>> Start

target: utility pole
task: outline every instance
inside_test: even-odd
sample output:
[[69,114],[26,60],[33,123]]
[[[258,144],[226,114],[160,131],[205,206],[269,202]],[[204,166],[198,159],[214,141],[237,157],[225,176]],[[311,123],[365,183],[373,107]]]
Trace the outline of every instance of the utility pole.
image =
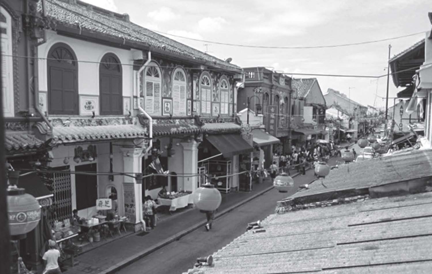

>> End

* EXERCISE REQUIREMENTS
Rewrite the material above, replacing "utility pole" with "lamp post" everywhere it appears and keeping everything else unchanged. Leave the pictures out of your answer.

* REPLY TO THE TASK
target: lamp post
task: outline every instance
inside_test: even-odd
sample output:
[[69,114],[26,60],[33,123]]
[[[258,144],[226,114],[160,131],[205,206],[269,202]],[[204,166],[198,159],[214,141],[237,157],[225,176]],[[311,123],[365,183],[373,107]]]
Trace the outline of every instance of the lamp post.
image =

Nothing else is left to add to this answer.